--- TASK MATERIAL ---

▬▬▬▬▬▬▬▬▬▬

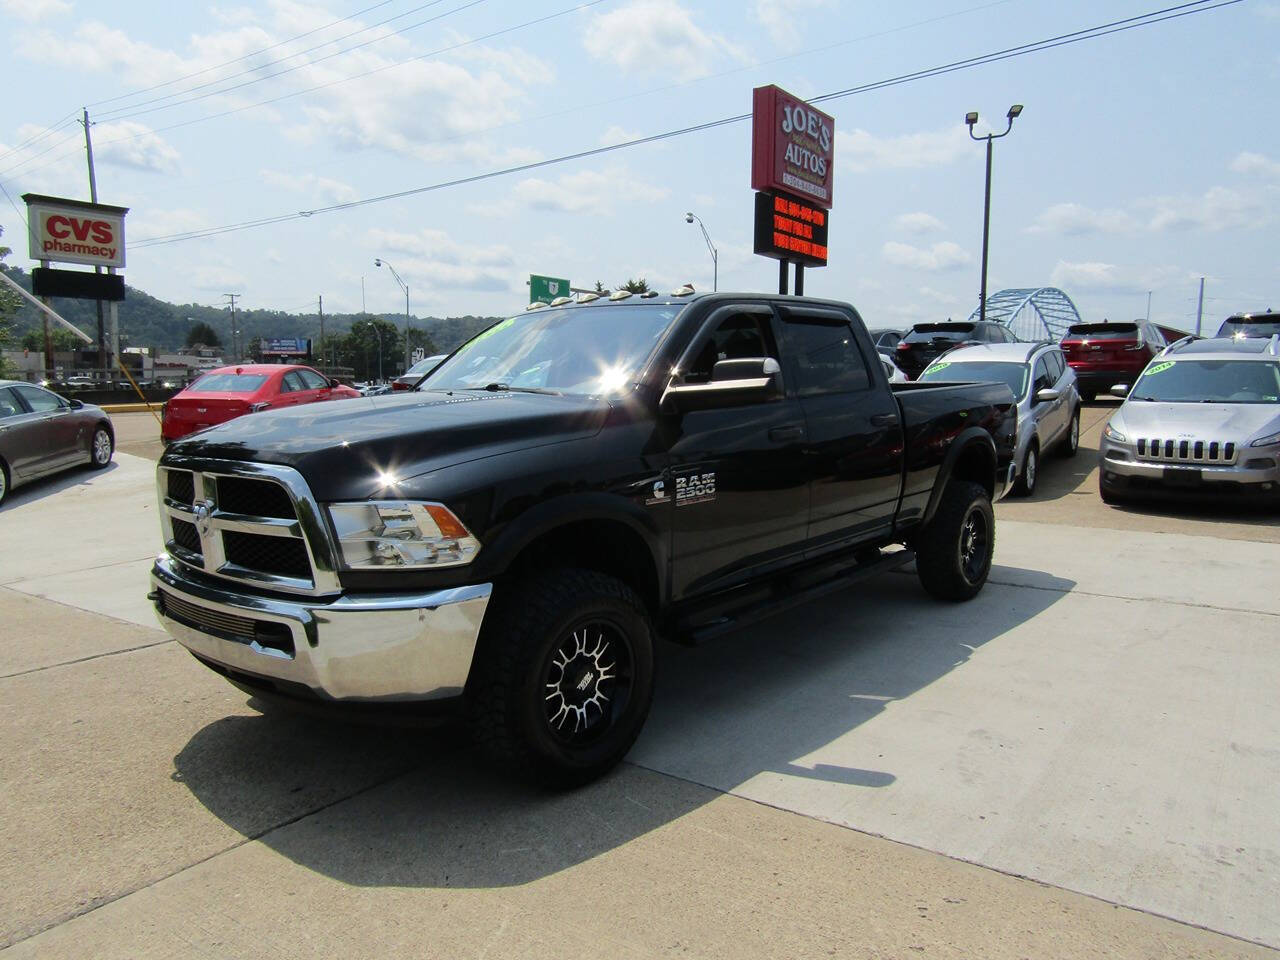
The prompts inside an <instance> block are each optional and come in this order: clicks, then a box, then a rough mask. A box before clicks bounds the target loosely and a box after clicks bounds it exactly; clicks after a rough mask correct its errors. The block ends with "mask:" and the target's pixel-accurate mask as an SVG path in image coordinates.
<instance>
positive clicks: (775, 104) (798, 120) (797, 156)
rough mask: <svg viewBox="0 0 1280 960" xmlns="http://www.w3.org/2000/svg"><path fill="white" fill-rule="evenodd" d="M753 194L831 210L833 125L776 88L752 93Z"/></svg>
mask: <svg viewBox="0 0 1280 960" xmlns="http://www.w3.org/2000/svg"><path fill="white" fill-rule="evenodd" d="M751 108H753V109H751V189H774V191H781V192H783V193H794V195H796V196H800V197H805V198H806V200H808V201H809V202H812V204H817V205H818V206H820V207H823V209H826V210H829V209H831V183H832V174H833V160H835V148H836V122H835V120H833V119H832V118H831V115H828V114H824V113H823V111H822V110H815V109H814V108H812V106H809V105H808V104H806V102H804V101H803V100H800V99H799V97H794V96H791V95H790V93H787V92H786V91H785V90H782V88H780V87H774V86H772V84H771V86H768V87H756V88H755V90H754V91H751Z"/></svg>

▬▬▬▬▬▬▬▬▬▬

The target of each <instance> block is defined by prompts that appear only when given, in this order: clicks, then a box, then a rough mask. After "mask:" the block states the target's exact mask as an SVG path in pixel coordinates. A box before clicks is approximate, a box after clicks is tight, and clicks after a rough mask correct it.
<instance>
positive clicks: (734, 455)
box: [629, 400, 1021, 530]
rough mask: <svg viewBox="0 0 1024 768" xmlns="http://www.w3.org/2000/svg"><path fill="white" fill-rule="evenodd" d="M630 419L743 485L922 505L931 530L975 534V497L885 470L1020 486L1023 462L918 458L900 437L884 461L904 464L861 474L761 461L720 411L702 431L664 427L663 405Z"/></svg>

▬▬▬▬▬▬▬▬▬▬

--- DIRECTIONS FOR THIS TASK ---
Convert the text from the line containing "The prompts inside" up to and including the line containing "194L831 210L833 125L776" into a JSON list of strings, one string per line, omitting any blank lines.

--- REPLY ---
[
  "The prompts inside an <instance> block are each optional and come in this order: clicks, then a box, then a rough mask. A box before clicks bounds the target loosely and a box after clicks bounds it exactly; clicks after a rough mask correct its errors. The block ends with \"mask:\" and the target's pixel-accurate mask as an SVG path in image coordinates.",
  "<instance>",
  "positive clicks: (775, 104) (798, 120) (797, 156)",
  "rough mask: <svg viewBox=\"0 0 1280 960\" xmlns=\"http://www.w3.org/2000/svg\"><path fill=\"white\" fill-rule=\"evenodd\" d=\"M753 194L831 210L833 125L776 88L752 93Z\"/></svg>"
]